> [Task list]
[1] According to the article on the Helsinki Airport Development Programme, how many check-in desks and points will the Terminal 2 departure hall have?
[2] Carry on the article about the Helsinki Airport Development Programme from its final sentence.

> [Selected text]
=-=-=
Finavia has had to adjust its operations due to the fall in air traffic caused by the coronavirus, and it has closed terminal areas, services and runway 3 at Helsinki Airport. At the same time, Finavia has assessed all of its development activities. Despite the current situation, a decision was made to continue the Helsinki Airport Development Programme, as it is a long-term investment that aims to provide air passengers with a good level of service and offer airlines the capacity they need far into the future.
During the construction phase, the development programme’s effect on employment is rather significant: 15,000 person-years. Because of this, pausing the development programme would have a noticeable impact on the operations of individual companies. This means that the decision to continue the work will have a positive effect on Finnish society as a whole.
The extension offers efficiency and style
The large square-shaped departure hall of the new Terminal 2 will include six separate departure areas.
“The departure areas could be described as islands. When you enter the departure hall, there will be two islands on both sides. You can find the remaining two islands when you walk towards the security control area,” says Martti Nurminen, the Project Director of the Helsinki Airport Development Programme.
Passengers will be able to walk through the departure area islands closest to the security control area. Passengers drop off their baggage and walk through the island – between the check-in desks – to security control. Baggage is transported to the lower levels of the terminal building with lifts.
Joint use and flexibility
The Terminal 2 departure hall will have 86 check-in desks and points. There will be four points, located near every island, for special baggage. Even though the number of check-in desks and points increases only a little compared to the current number, their capacity and flexibility will increase considerably.
“Using a single departure hall creates an opportunity for the efficient joint use of check-in desks and points. Flexibility makes it possible to change the way the facilities are used in the future. The security control process also becomes faster and more efficient as we introduce new technology,” says Nurminen.
Nurminen also praises the new departure hall’s architecture in addition to its functionality.
=-=-=
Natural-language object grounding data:
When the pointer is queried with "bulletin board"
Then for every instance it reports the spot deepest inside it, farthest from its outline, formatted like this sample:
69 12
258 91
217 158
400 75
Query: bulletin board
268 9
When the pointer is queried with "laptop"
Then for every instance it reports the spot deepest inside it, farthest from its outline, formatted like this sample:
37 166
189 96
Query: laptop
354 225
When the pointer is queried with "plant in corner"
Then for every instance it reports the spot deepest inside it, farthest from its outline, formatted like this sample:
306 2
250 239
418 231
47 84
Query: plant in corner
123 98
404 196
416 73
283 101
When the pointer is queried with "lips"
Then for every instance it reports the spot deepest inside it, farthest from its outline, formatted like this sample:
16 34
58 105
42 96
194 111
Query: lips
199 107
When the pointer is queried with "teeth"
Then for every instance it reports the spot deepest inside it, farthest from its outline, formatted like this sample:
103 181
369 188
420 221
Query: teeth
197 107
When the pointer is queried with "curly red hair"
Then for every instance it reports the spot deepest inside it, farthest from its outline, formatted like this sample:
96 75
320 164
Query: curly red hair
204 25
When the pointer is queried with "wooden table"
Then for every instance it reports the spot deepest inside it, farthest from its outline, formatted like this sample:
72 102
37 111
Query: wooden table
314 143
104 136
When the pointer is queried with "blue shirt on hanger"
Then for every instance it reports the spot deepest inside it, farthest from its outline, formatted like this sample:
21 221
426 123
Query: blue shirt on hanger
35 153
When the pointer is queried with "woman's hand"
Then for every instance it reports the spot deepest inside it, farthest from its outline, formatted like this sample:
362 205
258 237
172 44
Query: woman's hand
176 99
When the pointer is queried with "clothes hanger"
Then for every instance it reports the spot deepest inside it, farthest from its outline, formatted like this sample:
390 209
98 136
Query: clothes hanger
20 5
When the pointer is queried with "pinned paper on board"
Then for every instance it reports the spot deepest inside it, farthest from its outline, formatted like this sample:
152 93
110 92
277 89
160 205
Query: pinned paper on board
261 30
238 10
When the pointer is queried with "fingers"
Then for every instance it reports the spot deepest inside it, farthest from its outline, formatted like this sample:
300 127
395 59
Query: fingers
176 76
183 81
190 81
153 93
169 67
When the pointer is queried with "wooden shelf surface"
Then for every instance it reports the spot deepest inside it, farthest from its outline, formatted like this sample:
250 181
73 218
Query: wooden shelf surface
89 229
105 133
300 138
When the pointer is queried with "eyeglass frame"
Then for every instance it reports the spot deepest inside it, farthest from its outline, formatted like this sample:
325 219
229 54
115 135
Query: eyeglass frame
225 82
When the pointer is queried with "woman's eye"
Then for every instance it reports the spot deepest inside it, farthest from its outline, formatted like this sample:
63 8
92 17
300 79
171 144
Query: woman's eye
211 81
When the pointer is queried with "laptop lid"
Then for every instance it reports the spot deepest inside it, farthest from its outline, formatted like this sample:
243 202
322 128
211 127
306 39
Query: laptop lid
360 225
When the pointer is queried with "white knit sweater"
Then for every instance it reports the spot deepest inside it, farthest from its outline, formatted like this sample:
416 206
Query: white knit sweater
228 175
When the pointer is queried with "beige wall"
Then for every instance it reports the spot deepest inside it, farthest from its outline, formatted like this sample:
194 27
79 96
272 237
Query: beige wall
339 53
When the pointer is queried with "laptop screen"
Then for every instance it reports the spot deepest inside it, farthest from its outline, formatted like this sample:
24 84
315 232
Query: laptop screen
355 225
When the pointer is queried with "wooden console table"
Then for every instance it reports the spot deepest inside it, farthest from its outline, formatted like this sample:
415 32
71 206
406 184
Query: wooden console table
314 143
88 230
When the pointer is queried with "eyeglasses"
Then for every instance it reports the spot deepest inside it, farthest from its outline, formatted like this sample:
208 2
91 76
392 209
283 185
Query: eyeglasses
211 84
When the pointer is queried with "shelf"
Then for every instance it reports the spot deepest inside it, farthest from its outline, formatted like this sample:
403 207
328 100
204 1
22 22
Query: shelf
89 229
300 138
=-=-=
> [Per-task answers]
[1] 86

[2]
“The massive wooden eave of the terminal’s entrance continues inside as a wooden suspended ceiling. I believe that it will become one of the landmarks in the history of modern Finnish architecture.”
More and longer baggage conveyor belts
Helsinki Airport currently has three separate baggage reclaim halls that passengers use depending on where they are coming from. The new Terminal 2 will only have a single baggage reclaim hall where passengers pick up their baggage. The solution makes logistics processes more efficient – the same as the other upgrades for the baggage reclaim hall.
“11 baggage conveyor belts will be built in the hall. This means that there will be more of them than in the current baggage reclaim halls. The conveyor belts will also be longer,” Nurminen says.
Some of the baggage conveyor belts will be built in a new way, which also makes it easier for passengers to pick up their baggage. Passengers will be able to walk around the conveyor belts.
The parking garage will be covered with solar panels
The extension of Terminal 2 is progressing as planned. Right now, a facade is being installed on the eight-storey parking garage that will be completed this year. The building will be covered with solar panels that support Finavia's sustainability and environmental goals.
A horizontal tunnel towards the Ring Rail Line is being excavated, and another pedestrian bridge for passengers is also being built over the Ring Rail Line.
The frame of the Terminal 2 extension is currently being built. A roof is being installed over the new security control area. The bridge structure of the ramp in front of the terminal is also under construction.
“In terms of disruptions, the current stage of the work is stable. For example, the temporary route that was opened last year can be used for moving between the new parking garage to be completed this summer and the current terminal,” Nurminen says.
The experience gained from the exceptional situation is being used to design the new terminal.
The new terminal being built at Helsinki Airport combines efficiency and style – both are essential for a pleasant passenger experience.
The Covid-19 pandemic has been a completely new situation for the entire airport community. The experience gained and the new things learnt from the situation are being transferred to the day-to-day operations of the airport. The experience gained will also be taken into account in the operations of the new terminal.
Two thirds of the programme has already been completed
The development programme began in 2013 and it is meant to be completed in 2023. The work has progressed on schedule and on budget, and 70% of the entire programme has been completed at this point.
In the future, the development programme will be carried out in accordance with the original plan to the extent that is possible in these exceptional circumstances, while taking into account the total resources available and the availability of materials. The contract structure created for the construction projects also allows flexible pausing or modifying of the programme if necessary.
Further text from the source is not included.